**Data records:**
-------
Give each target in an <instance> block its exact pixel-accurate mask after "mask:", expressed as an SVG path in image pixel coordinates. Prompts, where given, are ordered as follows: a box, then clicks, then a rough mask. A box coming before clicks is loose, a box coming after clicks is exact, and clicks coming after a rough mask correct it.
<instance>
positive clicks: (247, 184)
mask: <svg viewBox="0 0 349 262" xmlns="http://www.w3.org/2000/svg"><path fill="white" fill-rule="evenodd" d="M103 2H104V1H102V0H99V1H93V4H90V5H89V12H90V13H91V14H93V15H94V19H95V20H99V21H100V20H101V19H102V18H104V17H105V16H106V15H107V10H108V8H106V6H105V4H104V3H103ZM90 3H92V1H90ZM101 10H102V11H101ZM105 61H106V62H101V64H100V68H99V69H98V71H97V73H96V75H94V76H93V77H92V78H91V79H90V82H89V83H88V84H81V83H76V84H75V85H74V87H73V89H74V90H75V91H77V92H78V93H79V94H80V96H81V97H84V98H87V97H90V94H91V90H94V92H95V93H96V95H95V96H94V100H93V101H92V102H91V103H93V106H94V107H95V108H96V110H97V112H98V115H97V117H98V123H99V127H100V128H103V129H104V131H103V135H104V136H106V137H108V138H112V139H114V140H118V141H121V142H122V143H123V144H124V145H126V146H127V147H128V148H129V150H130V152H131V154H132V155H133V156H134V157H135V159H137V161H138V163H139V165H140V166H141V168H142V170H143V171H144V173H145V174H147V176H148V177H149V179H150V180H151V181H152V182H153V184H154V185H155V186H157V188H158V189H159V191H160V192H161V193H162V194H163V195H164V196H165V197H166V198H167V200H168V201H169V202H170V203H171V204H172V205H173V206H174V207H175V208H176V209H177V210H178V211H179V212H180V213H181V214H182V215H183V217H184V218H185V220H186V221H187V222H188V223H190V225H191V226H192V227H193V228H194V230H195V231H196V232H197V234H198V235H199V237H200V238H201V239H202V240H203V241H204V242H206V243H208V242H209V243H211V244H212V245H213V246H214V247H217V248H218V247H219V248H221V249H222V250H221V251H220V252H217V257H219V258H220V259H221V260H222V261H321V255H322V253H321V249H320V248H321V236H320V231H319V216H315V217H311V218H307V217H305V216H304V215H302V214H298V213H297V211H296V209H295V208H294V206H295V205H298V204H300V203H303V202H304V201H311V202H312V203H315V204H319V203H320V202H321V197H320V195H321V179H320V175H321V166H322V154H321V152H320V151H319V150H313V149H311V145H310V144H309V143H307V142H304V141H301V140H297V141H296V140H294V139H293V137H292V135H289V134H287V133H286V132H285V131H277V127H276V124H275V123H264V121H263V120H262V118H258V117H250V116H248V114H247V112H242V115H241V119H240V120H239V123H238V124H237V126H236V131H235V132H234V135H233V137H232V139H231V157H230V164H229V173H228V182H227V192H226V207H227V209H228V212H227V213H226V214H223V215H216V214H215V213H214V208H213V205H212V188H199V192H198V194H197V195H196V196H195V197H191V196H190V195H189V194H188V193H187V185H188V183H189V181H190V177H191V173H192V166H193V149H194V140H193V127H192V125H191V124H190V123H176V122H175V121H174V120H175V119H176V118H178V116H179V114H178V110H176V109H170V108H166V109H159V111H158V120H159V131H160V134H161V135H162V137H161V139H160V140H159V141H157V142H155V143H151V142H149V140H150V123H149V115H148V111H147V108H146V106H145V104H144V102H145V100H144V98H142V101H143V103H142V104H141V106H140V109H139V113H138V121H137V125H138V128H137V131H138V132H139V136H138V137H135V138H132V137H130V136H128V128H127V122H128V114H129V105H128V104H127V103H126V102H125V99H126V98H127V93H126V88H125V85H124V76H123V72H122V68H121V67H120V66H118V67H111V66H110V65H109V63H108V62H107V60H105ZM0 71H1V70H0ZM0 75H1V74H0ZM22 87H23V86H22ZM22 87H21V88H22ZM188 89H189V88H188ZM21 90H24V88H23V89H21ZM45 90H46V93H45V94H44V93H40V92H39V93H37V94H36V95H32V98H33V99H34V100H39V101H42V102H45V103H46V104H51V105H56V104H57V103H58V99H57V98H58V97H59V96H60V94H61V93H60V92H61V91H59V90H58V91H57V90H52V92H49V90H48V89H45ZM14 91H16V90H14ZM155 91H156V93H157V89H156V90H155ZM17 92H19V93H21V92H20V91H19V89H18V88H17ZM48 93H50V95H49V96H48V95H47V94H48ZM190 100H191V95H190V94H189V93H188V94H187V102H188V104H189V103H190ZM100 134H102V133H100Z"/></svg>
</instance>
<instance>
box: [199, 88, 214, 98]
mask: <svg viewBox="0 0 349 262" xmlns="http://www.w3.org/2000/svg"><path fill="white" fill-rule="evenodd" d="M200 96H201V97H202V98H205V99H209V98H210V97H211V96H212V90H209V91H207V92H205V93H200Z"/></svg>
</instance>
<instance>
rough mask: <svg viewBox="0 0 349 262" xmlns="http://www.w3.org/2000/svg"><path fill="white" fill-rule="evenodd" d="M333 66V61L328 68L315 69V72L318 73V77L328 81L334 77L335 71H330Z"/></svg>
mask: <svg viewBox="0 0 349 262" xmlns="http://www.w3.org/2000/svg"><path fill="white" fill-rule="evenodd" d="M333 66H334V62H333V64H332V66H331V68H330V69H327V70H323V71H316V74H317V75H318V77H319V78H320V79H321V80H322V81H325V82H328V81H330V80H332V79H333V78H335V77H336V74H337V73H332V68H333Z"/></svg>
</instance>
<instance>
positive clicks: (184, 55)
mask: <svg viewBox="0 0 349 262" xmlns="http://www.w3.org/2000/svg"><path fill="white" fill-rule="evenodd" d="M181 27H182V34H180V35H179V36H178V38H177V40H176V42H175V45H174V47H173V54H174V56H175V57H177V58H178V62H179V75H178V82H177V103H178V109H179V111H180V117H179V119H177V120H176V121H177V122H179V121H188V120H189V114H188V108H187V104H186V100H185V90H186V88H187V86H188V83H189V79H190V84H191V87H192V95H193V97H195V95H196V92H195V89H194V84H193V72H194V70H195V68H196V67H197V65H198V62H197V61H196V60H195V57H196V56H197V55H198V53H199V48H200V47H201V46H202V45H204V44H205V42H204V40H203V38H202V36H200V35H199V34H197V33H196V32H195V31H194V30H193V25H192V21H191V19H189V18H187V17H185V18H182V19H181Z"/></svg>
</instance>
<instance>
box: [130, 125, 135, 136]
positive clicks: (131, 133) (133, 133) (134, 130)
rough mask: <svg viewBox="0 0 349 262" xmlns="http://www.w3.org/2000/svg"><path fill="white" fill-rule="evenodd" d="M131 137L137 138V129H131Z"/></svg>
-------
**Exercise:** Look back at the records above. Repeat all of them exactly.

**The answer:**
Give each target in an <instance> block its exact pixel-accurate mask after "mask:", expressed as an SVG path in image pixel coordinates. Prompts, where given, are ordered as follows: a box, then clicks, then a rough mask. A box coming before clicks is loose, a box coming after clicks is exact, and clicks coming after a rough mask correct it.
<instance>
positive clicks: (247, 184)
mask: <svg viewBox="0 0 349 262" xmlns="http://www.w3.org/2000/svg"><path fill="white" fill-rule="evenodd" d="M103 2H104V1H102V0H99V1H93V4H90V5H89V12H90V13H91V14H93V15H94V19H95V20H99V21H100V20H101V19H102V18H104V17H105V16H106V15H107V10H108V8H106V6H105V4H104V3H103ZM90 3H92V1H90ZM101 10H102V11H101ZM105 61H106V62H101V64H100V68H99V69H98V71H97V73H96V75H94V76H93V77H92V78H91V79H90V82H89V83H88V84H81V83H76V84H75V85H74V87H73V89H74V90H75V91H77V92H78V93H79V94H80V96H81V97H84V98H87V97H90V94H91V90H94V92H95V93H96V95H95V96H94V100H93V101H92V102H91V103H93V106H94V107H95V108H96V110H97V112H98V115H97V117H98V123H99V127H100V128H103V129H104V131H103V135H104V136H106V137H108V138H112V139H114V140H118V141H121V142H122V143H123V144H124V145H126V146H127V147H128V148H129V150H130V152H131V154H132V155H133V156H134V157H135V159H137V161H138V163H139V165H140V166H141V168H142V170H143V171H144V173H145V174H147V176H148V177H149V179H150V180H151V181H152V182H153V184H154V185H155V186H157V188H158V189H159V191H160V192H161V193H162V194H163V195H164V196H165V197H166V198H167V200H168V201H169V202H170V203H171V204H172V205H173V206H174V207H175V208H176V209H177V210H178V211H179V212H180V213H181V214H182V215H183V217H184V218H185V220H186V221H187V222H188V223H190V225H191V226H192V227H193V228H194V230H195V231H196V232H197V234H198V235H199V237H200V238H201V239H202V240H203V241H204V242H206V243H208V242H209V243H211V244H212V245H213V246H214V247H217V248H218V247H219V248H221V249H222V250H221V251H220V252H217V257H219V258H220V259H221V260H222V261H321V255H322V253H321V249H320V248H321V236H320V231H319V216H315V217H311V218H307V217H305V216H304V215H302V214H298V213H297V211H296V209H295V208H294V206H295V205H298V204H300V203H303V202H304V201H311V202H312V203H315V204H319V203H320V202H321V197H320V195H321V179H320V175H321V166H322V154H321V152H320V151H319V150H313V149H311V145H310V144H309V143H307V142H304V141H301V140H297V141H296V140H294V139H293V137H292V135H289V134H287V133H286V132H285V131H277V127H276V124H275V123H264V121H263V120H262V118H258V117H250V116H248V114H247V112H242V115H241V119H240V120H239V123H238V124H237V126H236V131H235V132H234V135H233V137H232V139H231V157H230V164H229V173H228V182H227V192H226V207H227V209H228V212H227V213H226V214H223V215H216V214H215V213H214V208H213V205H212V188H199V192H198V194H197V195H196V196H195V197H191V196H190V195H189V194H188V193H187V185H188V183H189V181H190V177H191V173H192V166H193V149H194V140H193V127H192V125H191V124H190V123H176V122H175V121H174V120H175V119H176V118H178V116H179V114H178V110H176V109H170V108H166V109H159V111H158V120H159V131H160V134H161V135H162V137H161V139H160V140H159V141H157V142H155V143H151V142H149V140H150V123H149V115H148V111H147V108H146V106H145V104H144V102H145V100H144V98H142V101H143V103H142V104H141V106H140V109H139V113H138V121H137V125H138V128H137V131H138V132H139V136H138V137H135V138H132V137H130V136H128V128H127V122H128V114H129V105H128V104H127V103H126V102H125V99H126V98H127V93H126V88H125V85H124V76H123V72H122V68H121V67H120V66H118V67H111V66H110V65H109V63H108V62H107V60H105ZM0 71H1V70H0ZM0 75H1V74H0ZM22 87H23V86H22ZM22 87H21V88H22ZM188 89H189V88H188ZM21 90H24V88H23V89H21ZM45 90H46V93H45V94H44V93H40V92H39V93H37V94H36V95H32V98H33V99H34V100H39V101H42V102H45V103H46V104H51V105H56V104H57V103H58V99H57V98H58V97H59V96H60V94H61V93H60V92H61V91H59V90H58V91H57V90H52V92H49V90H48V89H45ZM14 91H16V90H14ZM155 91H156V93H157V89H156V90H155ZM17 92H19V93H21V92H20V91H19V89H18V88H17ZM48 93H50V95H49V96H48V95H47V94H48ZM190 100H191V95H190V94H189V93H188V94H187V102H188V104H189V103H190ZM100 134H102V133H100Z"/></svg>
</instance>
<instance>
box: [199, 88, 214, 98]
mask: <svg viewBox="0 0 349 262" xmlns="http://www.w3.org/2000/svg"><path fill="white" fill-rule="evenodd" d="M200 96H201V97H202V98H205V99H209V98H210V97H211V96H212V90H209V91H207V92H205V93H200Z"/></svg>
</instance>
<instance>
rough mask: <svg viewBox="0 0 349 262" xmlns="http://www.w3.org/2000/svg"><path fill="white" fill-rule="evenodd" d="M333 66V61L328 68L315 69V72L318 73V77L328 81L334 77L335 71H330Z"/></svg>
mask: <svg viewBox="0 0 349 262" xmlns="http://www.w3.org/2000/svg"><path fill="white" fill-rule="evenodd" d="M333 66H334V62H333V64H332V66H331V68H330V69H327V70H323V71H316V74H317V75H318V77H319V78H320V79H321V80H322V81H325V82H328V81H330V80H332V79H333V78H335V77H336V74H337V73H332V68H333Z"/></svg>
</instance>
<instance>
positive clicks: (184, 55)
mask: <svg viewBox="0 0 349 262" xmlns="http://www.w3.org/2000/svg"><path fill="white" fill-rule="evenodd" d="M181 27H182V34H180V35H179V36H178V38H177V40H176V42H175V45H174V47H173V54H174V56H175V57H177V58H178V62H179V75H178V82H177V103H178V109H179V111H180V117H179V119H177V120H176V121H177V122H179V121H188V120H189V114H188V108H187V104H186V100H185V90H186V88H187V86H188V83H189V79H190V84H191V87H192V95H193V97H195V95H196V92H195V89H194V84H193V72H194V70H195V68H196V67H197V65H198V62H197V61H196V60H195V57H196V56H197V55H198V53H199V48H200V47H201V46H202V45H204V44H205V42H204V40H203V38H202V36H200V35H199V34H197V33H196V32H195V31H194V30H193V25H192V21H191V19H189V18H187V17H185V18H182V19H181Z"/></svg>
</instance>
<instance>
box: [130, 125, 135, 136]
positive clicks: (131, 133) (133, 133) (134, 130)
rough mask: <svg viewBox="0 0 349 262" xmlns="http://www.w3.org/2000/svg"><path fill="white" fill-rule="evenodd" d="M131 137L137 138V129H131Z"/></svg>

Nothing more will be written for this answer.